# Start of Selection

Todd Schwartz  16:42

Yeah no, we’ve worked to automate, you know, almost 75% of applicants. By the way, there’s some applicants that could go through in an automated fashion that want to call and talk with somebody which is perfectly acceptable, we’re there to take the calls. You know, one of the one of the things we did early was we were focused on the, on the bank right, on their on their primary banking account, and seeing how the customer was using it, but also verifying the income through it, their identity, stuff like that, those were all things that other lenders were not taking steps to do. So we said, hey, like, we think we can lower the APR if we, you know, really understand the bank, understand their job, the security there, and then also look at, you know, other attributes through, you know, some some of some Bureau information. And so, what we did, we had a manual scorecard originally, right, it was a manual scorecard that we used to score. For the first year there it was really, hey, nice to meet you. You know, it looks like you know, you’re employed, this and that. But over time, we started to learn and develop actions and other things. I think, you know, what’s  important is, you know, we’re looking at it from a lens of, hey, we can’t approve everybody, right. But we can always, you know, treat people with dignity and respect, right there. Maybe give them a reason as to why it’s important. We think that if someone’s but ultimately, like, I’d love to hear all this AI talk, and all these, like, you know, different New Age underwriting.

# End of Selection
# Start of Given records

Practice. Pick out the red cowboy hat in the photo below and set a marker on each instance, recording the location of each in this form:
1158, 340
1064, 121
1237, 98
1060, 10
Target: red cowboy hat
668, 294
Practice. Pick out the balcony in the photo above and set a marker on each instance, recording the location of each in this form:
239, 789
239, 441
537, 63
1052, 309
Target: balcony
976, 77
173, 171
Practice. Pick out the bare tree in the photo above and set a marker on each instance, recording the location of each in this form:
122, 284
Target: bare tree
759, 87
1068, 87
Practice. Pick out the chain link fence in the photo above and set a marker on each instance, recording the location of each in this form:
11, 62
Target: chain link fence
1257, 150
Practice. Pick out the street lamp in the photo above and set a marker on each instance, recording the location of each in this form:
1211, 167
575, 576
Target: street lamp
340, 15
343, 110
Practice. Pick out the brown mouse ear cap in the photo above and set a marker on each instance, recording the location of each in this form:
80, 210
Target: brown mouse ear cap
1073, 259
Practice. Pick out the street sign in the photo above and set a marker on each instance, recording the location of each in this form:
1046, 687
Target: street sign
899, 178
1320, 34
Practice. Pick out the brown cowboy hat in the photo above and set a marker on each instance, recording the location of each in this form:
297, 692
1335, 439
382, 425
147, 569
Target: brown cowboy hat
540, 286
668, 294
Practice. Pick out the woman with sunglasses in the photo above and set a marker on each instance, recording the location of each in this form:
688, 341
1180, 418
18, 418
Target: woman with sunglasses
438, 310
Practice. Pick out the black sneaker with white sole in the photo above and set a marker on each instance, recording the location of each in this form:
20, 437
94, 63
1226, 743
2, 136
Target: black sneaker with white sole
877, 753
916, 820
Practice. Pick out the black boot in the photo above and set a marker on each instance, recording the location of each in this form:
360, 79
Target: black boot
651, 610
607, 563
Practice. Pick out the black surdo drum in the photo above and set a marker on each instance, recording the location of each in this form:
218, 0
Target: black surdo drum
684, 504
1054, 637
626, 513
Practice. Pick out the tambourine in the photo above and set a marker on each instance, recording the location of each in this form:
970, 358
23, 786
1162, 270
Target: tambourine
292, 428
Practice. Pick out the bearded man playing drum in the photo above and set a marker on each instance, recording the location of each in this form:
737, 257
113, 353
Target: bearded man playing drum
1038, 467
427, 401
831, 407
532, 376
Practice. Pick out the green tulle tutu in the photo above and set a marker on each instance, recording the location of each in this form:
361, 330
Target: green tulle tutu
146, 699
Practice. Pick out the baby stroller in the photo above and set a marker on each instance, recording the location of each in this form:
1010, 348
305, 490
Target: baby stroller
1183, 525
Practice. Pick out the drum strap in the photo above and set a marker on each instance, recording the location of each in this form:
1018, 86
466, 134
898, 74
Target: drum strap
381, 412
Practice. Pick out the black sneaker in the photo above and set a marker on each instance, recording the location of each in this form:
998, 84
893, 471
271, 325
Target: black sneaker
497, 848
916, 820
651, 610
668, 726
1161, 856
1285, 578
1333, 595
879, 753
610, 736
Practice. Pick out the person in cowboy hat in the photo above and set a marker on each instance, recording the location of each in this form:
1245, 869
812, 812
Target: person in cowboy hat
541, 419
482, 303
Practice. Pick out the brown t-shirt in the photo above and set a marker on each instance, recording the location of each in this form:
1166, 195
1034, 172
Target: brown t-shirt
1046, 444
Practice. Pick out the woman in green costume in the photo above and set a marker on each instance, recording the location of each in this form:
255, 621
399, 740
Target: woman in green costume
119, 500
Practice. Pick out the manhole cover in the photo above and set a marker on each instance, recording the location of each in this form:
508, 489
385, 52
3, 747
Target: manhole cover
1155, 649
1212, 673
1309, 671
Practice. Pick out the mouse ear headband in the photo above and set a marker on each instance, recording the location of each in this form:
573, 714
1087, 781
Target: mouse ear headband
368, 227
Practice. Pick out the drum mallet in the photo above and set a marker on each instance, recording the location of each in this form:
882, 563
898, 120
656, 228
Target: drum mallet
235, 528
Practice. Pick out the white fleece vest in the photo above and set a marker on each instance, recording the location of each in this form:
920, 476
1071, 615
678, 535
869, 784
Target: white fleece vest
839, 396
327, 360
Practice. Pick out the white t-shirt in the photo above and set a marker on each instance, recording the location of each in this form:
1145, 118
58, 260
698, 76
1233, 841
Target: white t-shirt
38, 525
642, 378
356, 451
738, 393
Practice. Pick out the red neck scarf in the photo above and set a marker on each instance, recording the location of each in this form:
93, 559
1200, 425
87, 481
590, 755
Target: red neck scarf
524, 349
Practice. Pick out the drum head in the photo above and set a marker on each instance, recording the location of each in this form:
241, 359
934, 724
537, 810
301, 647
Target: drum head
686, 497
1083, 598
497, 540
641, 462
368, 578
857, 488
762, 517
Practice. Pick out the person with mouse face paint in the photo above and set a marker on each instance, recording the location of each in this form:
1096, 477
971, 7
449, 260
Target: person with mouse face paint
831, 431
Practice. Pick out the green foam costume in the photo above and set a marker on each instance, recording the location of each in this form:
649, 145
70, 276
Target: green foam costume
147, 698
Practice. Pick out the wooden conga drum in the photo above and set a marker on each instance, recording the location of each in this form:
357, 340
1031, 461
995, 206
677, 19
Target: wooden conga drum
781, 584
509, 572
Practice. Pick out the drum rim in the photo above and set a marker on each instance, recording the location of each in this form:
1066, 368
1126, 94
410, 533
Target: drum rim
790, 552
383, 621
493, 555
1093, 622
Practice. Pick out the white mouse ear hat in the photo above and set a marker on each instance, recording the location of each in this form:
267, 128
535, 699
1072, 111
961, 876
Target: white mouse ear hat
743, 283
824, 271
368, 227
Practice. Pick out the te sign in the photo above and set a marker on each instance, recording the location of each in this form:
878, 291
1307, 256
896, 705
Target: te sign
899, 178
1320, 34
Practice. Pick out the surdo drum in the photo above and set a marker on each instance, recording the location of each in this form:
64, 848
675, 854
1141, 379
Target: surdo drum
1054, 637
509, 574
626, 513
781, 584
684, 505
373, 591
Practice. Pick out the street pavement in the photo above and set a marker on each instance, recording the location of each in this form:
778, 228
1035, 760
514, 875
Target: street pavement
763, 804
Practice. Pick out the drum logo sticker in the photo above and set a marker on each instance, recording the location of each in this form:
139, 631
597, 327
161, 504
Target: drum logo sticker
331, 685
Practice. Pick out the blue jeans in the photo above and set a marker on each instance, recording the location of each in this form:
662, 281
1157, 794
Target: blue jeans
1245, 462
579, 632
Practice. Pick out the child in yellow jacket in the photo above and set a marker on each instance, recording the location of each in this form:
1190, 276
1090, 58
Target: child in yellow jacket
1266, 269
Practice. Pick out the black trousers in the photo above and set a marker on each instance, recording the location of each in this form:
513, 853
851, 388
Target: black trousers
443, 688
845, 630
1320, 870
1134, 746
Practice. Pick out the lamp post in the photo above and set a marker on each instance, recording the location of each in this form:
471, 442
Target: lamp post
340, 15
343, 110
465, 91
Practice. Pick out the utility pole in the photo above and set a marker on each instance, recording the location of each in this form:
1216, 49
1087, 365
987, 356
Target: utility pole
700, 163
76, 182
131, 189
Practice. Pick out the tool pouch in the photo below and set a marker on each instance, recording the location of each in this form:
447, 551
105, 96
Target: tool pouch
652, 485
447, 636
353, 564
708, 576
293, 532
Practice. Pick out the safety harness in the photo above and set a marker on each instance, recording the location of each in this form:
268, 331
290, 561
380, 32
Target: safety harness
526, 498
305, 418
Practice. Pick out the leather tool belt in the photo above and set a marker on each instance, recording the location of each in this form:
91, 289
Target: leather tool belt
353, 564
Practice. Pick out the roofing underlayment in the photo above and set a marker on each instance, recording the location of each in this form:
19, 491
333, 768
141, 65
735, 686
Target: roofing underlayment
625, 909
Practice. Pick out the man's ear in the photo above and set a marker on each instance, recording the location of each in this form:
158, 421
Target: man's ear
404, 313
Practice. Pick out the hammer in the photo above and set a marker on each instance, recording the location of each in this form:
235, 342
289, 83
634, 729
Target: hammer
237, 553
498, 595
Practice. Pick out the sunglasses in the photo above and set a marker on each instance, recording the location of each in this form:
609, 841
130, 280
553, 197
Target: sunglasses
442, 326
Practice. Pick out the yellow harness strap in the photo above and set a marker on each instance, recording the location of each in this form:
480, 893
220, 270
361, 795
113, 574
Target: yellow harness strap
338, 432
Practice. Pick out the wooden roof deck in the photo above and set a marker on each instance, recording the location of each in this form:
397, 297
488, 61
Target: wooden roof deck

# End of Given records

▶ [The request] According to the transcript, roughly what share of applicants has the company worked to automate?

▶ [Task result] Almost 75%.